*** Data records

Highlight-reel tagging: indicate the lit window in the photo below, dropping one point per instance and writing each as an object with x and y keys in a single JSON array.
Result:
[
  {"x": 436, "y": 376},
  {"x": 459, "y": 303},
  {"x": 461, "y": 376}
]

******

**Task to carry out**
Take the records above and copy them out exactly.

**Answer below**
Highlight-reel tagging: indicate the lit window in the photo below, dropping one point per instance and writing each as an object with x and y keys in a single JSON array.
Result:
[
  {"x": 436, "y": 376},
  {"x": 459, "y": 303},
  {"x": 461, "y": 376}
]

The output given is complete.